BEGIN Entries shown

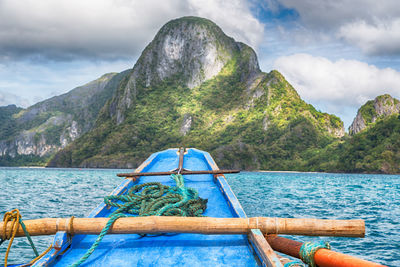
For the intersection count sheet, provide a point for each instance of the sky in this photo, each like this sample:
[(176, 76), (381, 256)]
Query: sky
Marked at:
[(336, 54)]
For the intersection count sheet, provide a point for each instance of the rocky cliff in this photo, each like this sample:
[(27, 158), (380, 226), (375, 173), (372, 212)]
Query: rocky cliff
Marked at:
[(50, 125), (197, 87), (374, 110)]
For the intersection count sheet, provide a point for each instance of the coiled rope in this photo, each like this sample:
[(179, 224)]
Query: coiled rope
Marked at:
[(151, 199), (294, 264), (14, 218)]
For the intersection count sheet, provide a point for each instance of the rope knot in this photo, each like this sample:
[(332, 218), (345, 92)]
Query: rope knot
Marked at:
[(308, 250)]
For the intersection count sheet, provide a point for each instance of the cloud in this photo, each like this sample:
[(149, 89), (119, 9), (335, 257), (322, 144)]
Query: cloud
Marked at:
[(371, 25), (106, 29), (8, 99), (340, 86), (374, 39)]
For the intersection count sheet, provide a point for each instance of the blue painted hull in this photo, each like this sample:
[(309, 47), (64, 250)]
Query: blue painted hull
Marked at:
[(171, 249)]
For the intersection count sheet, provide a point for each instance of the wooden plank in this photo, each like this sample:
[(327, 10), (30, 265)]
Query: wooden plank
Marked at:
[(135, 174), (263, 249)]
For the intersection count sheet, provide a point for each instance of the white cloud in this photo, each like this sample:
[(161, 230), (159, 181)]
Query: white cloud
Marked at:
[(107, 29), (378, 38), (26, 83), (370, 25), (339, 86)]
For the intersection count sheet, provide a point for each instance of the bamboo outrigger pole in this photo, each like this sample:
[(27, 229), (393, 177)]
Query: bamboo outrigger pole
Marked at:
[(323, 257), (200, 225), (136, 174)]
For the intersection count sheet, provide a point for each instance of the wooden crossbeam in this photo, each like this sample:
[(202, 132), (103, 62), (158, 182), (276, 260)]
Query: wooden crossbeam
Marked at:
[(183, 172)]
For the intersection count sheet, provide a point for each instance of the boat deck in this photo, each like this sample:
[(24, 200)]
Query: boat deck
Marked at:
[(169, 249)]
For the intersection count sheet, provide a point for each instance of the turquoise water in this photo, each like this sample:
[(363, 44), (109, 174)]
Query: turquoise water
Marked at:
[(42, 193)]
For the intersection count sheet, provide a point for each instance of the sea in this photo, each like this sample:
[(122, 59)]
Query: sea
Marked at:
[(40, 192)]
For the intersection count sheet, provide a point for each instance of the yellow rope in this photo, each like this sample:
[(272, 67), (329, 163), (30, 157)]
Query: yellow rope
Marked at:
[(41, 255), (13, 217)]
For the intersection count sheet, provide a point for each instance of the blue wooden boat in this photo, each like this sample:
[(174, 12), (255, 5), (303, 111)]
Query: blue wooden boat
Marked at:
[(169, 249)]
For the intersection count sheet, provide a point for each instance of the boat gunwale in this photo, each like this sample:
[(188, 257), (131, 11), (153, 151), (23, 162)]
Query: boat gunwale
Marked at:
[(62, 241)]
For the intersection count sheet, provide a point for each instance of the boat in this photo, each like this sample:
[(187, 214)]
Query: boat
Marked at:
[(185, 245)]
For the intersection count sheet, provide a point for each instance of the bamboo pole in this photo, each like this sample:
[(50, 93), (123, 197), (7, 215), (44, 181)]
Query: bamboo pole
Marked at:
[(183, 172), (200, 225), (323, 257)]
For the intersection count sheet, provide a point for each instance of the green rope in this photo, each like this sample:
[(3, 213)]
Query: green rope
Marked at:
[(151, 199), (308, 250), (28, 236)]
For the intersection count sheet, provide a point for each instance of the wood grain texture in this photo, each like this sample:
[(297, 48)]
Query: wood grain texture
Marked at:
[(200, 225)]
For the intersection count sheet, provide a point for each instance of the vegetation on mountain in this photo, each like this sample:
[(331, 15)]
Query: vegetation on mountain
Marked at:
[(194, 86)]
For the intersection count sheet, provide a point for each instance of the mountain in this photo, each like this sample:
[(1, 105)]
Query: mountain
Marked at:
[(372, 147), (375, 144), (379, 108), (197, 87), (32, 135)]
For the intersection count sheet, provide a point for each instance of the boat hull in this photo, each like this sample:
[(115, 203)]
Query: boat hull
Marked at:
[(168, 249)]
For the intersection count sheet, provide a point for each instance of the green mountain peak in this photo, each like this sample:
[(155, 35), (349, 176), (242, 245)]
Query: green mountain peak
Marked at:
[(374, 110)]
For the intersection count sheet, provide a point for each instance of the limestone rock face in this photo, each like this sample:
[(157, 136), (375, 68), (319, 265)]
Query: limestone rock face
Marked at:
[(50, 125), (382, 106), (189, 49)]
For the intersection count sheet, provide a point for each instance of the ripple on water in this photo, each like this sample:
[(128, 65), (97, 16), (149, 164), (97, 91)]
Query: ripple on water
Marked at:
[(374, 198)]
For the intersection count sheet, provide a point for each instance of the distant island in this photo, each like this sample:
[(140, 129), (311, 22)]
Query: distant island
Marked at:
[(194, 86)]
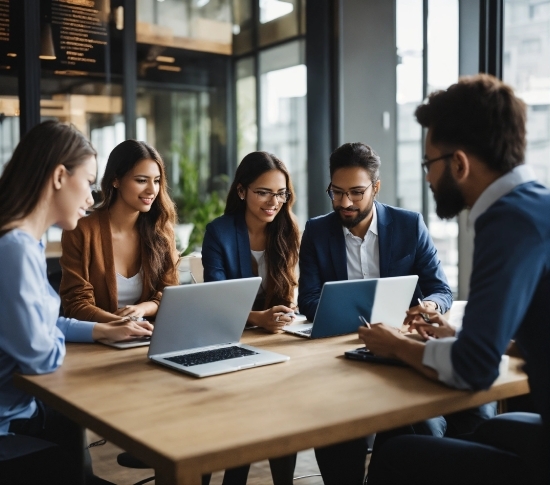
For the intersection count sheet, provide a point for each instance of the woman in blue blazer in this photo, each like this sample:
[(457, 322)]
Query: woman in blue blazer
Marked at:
[(258, 236)]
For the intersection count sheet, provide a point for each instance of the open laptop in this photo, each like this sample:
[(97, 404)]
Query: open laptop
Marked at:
[(341, 302), (198, 328)]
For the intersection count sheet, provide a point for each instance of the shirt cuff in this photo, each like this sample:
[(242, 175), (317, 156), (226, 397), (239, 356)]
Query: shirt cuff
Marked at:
[(437, 355), (437, 306)]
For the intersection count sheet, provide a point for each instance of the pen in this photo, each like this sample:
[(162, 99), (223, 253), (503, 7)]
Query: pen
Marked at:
[(363, 320), (423, 315)]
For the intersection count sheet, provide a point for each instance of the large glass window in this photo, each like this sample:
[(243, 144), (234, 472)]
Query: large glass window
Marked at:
[(526, 67), (409, 96), (247, 126), (442, 72), (413, 83), (283, 114), (203, 25)]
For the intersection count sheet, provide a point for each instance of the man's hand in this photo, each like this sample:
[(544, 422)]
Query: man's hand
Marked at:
[(381, 340), (427, 307), (437, 327), (119, 330), (273, 319), (390, 342)]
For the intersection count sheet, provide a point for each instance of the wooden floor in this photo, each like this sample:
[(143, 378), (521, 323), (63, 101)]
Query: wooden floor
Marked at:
[(106, 467)]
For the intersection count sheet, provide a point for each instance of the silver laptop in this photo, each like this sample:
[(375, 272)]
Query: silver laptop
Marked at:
[(342, 302), (198, 328)]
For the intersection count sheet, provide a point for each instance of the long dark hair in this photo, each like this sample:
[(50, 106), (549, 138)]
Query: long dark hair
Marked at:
[(156, 227), (40, 151), (282, 235)]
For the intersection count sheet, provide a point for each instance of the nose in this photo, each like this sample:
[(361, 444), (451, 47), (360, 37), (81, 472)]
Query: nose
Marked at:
[(346, 201), (90, 198)]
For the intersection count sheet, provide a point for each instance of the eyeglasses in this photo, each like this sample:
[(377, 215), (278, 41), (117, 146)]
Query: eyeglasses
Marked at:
[(266, 196), (353, 195), (426, 163)]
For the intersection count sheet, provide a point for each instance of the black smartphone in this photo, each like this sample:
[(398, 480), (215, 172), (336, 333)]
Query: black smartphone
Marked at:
[(362, 353)]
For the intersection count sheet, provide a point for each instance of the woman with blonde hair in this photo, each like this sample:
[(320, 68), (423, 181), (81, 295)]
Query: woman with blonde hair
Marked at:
[(119, 258), (47, 181)]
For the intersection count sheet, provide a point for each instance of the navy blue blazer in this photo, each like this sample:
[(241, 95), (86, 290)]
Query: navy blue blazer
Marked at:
[(406, 248), (226, 249)]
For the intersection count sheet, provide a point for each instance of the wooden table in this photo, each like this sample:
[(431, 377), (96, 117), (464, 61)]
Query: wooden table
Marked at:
[(184, 427)]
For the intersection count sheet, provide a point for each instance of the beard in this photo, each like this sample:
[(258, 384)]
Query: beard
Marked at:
[(447, 195), (360, 216)]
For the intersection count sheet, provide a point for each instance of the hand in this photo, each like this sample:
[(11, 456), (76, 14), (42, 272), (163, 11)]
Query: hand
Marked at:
[(131, 311), (275, 318), (124, 329), (437, 327), (380, 339), (427, 307)]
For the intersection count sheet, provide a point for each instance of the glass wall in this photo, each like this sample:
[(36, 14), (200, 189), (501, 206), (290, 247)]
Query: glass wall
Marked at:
[(271, 86), (413, 83), (247, 125), (283, 114), (526, 66), (442, 72), (409, 18), (203, 25)]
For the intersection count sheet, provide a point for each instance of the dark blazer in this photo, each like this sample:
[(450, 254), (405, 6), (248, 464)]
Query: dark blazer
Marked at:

END Entries shown

• _Work required_:
Print the lines that begin with the one containing "of the black" and end with the one containing "[(362, 353)]", including both, copied character for character.

• _Answer to this exercise_:
For the intersection count sheet, provide a point for each instance of the black smartphone in this photo, each like this sample:
[(398, 480), (215, 172), (336, 333)]
Query: black smartphone
Marked at:
[(362, 353)]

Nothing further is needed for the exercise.